■ AIM A: Transcribe the passage of the text on big data visualization that opens with the words containing "Other embodiments may" and closes with "each category icon.".
■ AIM B: Report only the number of lines in the rows below that contain the string "walking", treating uppercase and lowercase as distinct.

■ GIVEN TEXT:
━━━━━━━━━━━━━━━━

BRIEF DESCRIPTIONSome embodiments are associated with a big data pull infrastructure adapted to provide a substantial number of electronic files, originating from a plurality of data sources, to be ingested and validated. A visualization system may collect meta information associated with the electronic files received from the big data pull infrastructure. According to some embodiments, a hierarchical, multidimensional view of the meta data associated with the electronic files may be established. Moreover, the hierarchical, multidimensional view of the meta data may be rendered by the visualization system as nested icons, at least one icon being represented via a plurality of unique visual characteristics indicating: (i) data that has not been ingested, (ii) data that has been ingested but not yet validated, and (iii) data that has been ingested and validated.
Other embodiments may be associated with a big data pull infrastructure adapted to provide a substantial number of electronic files, originating from a plurality of data sources. A visualization system may collect meta information associated with the electronic files received from the big data pull infrastructure. According to some embodiments, a data flow view is rendered graphically indicating flows of information from data sources to data destinations. Moreover, a data exploration view may be rendered to graphically indicate a plurality of category icons, each icon representing a different type of data category, wherein nested sub-category icons are displayed within each category icon.

━━━━━━━━━━━━━━━━

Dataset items
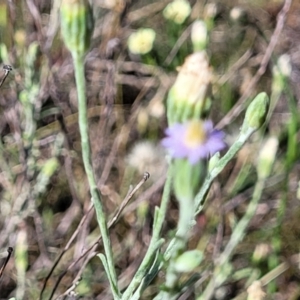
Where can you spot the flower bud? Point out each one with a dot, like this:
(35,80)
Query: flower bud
(256,112)
(141,41)
(188,97)
(76,25)
(177,11)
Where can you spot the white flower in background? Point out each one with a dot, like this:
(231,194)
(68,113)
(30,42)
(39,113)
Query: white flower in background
(141,41)
(177,11)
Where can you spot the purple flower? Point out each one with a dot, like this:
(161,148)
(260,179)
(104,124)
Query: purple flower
(194,140)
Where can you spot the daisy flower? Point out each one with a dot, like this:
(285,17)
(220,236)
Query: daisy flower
(194,140)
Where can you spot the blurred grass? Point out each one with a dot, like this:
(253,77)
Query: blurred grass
(126,106)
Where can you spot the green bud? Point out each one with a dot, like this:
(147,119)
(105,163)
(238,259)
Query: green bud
(266,158)
(199,35)
(188,261)
(76,25)
(188,178)
(188,97)
(256,112)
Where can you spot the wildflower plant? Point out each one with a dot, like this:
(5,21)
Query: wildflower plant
(194,154)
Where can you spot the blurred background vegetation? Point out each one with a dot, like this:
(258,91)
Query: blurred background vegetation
(43,190)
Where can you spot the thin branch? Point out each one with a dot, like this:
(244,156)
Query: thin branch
(241,103)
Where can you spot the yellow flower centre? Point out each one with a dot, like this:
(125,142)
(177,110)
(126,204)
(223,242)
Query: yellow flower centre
(195,134)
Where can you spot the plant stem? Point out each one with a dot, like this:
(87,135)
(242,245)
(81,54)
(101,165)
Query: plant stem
(86,155)
(238,144)
(155,241)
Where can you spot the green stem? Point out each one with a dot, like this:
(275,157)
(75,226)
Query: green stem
(238,144)
(86,155)
(186,216)
(222,269)
(155,241)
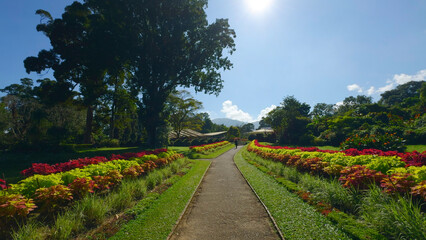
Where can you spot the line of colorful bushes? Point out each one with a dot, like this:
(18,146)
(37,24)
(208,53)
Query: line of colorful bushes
(410,158)
(50,192)
(358,172)
(45,169)
(208,147)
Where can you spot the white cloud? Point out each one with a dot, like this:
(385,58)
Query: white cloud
(398,79)
(265,111)
(354,87)
(388,87)
(404,78)
(371,91)
(233,112)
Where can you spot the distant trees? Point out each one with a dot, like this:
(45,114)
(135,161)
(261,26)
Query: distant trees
(290,120)
(79,54)
(328,124)
(246,128)
(29,119)
(126,57)
(233,132)
(168,44)
(403,93)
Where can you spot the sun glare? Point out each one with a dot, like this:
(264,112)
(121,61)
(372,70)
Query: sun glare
(258,6)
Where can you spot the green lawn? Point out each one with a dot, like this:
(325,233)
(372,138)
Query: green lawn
(211,155)
(295,218)
(158,220)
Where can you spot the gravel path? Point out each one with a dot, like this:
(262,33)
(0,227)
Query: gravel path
(224,207)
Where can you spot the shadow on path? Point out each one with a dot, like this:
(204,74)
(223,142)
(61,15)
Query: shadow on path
(224,207)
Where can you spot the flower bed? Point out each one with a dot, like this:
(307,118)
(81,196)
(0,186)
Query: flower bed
(355,170)
(51,187)
(209,147)
(45,169)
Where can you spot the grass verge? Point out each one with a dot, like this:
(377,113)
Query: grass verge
(156,220)
(295,218)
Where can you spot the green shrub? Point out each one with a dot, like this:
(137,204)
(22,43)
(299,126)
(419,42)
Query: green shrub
(120,200)
(93,210)
(29,231)
(153,179)
(385,142)
(395,218)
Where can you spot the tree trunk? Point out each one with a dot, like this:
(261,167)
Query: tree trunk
(112,122)
(89,125)
(154,107)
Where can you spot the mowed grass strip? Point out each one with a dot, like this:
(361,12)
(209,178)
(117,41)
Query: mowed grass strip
(295,218)
(158,220)
(214,154)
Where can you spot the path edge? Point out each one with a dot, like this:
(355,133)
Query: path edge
(189,201)
(258,198)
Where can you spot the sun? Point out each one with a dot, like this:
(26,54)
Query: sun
(258,6)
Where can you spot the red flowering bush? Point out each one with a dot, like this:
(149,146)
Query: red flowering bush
(115,176)
(397,183)
(3,184)
(52,198)
(133,172)
(293,160)
(81,186)
(15,205)
(148,166)
(314,165)
(359,177)
(386,142)
(45,169)
(39,168)
(414,159)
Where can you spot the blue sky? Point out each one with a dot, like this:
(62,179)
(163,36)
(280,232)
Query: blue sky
(318,51)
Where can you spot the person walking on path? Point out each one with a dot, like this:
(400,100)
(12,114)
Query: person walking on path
(224,207)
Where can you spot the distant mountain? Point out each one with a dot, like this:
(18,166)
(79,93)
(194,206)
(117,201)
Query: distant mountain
(230,122)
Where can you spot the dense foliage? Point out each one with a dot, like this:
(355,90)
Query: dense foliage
(398,118)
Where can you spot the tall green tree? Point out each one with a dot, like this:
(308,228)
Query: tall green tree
(183,107)
(233,132)
(290,120)
(80,54)
(169,44)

━━━━━━━━━━━━━━━━

■ TASK RESULT A:
Other embodiments may be associated with a big data pull infrastructure adapted to provide a substantial number of electronic files, originating from a plurality of data sources. A visualization system may collect meta information associated with the electronic files received from the big data pull infrastructure. According to some embodiments, a data flow view is rendered graphically indicating flows of information from data sources to data destinations. Moreover, a data exploration view may be rendered to graphically indicate a plurality of category icons, each icon representing a different type of data category, wherein nested sub-category icons are displayed within each category icon.

■ TASK RESULT B: 2